Periodontal Disease and Women's Health
A woman’s periodontal health may be impacted by a variety of factors.
During puberty, an increased level of sex hormones, such as progesterone and possibly estrogen, causes increased blood circulation to the gums. During this time, the gums may become swollen, turn red and feel tender. This will often diminish or resolve after puberty is complete.
Occasionally, some women experience menstruation gingivitis. Women with this condition may experience bleeding gums, bright red and swollen gums and sores on the inside of the cheek. Menstruation gingivitis typically occurs right before a woman's period and clears up once her period has started.
Some studies have shown that pregnant women who have periodontal disease may be more likely to have a baby that is born too early and too small. It is possible that bacteria in the mouth that contribute to the development of periodontal disease may pose a hazard to the developing fetus. The American Academy of Periodontology recommends that women who are considering becoming pregnant have a periodontal evaluation.
Women who are menopausal or post-menopausal may experience changes in their mouths, including dryness, pain or burning sensation and alteration of taste. This may be particularly apparent with foods heavy in salt, pepper or sour flavors.
A small number of women may experience menopausal gingivostomatitis which may cause the gums to look shiny or dry and bleed easily. Estrogen supplements are often an effective means for treating this condition.

§ WORK TO BE COMPLETED: According to the text on periodontal disease and women's health, when does menstruation gingivitis usually occur?

§ DATASET CONTENT:
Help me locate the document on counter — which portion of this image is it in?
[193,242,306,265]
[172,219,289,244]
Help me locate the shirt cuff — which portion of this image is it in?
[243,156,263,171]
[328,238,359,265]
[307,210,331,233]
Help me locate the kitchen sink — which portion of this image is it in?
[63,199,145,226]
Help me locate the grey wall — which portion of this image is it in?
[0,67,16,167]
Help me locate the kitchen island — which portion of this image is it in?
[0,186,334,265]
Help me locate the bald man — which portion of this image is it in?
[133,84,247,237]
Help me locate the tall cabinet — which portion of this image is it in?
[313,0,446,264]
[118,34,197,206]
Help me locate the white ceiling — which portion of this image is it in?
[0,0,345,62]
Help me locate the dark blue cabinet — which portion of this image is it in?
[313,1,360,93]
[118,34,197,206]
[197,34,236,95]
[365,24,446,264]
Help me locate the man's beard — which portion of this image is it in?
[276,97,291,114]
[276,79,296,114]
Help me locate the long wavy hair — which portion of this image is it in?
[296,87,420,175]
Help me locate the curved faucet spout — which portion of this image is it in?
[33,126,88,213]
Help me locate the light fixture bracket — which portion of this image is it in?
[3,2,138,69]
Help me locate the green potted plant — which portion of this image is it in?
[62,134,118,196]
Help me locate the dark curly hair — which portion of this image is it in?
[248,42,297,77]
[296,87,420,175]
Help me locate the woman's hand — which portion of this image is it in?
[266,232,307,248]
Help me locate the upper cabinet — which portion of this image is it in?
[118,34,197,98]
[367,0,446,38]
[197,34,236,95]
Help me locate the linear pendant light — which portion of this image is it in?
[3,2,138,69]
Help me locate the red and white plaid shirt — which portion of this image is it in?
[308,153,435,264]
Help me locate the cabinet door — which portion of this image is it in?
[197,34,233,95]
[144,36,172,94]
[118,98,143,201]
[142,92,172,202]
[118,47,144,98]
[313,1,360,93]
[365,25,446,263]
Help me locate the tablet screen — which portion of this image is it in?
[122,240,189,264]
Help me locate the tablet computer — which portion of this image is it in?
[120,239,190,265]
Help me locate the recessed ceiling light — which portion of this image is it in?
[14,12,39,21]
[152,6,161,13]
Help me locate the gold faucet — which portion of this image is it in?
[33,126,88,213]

§ EXPECTED ANSWER: Right before a woman's period, and it clears up once her period has started.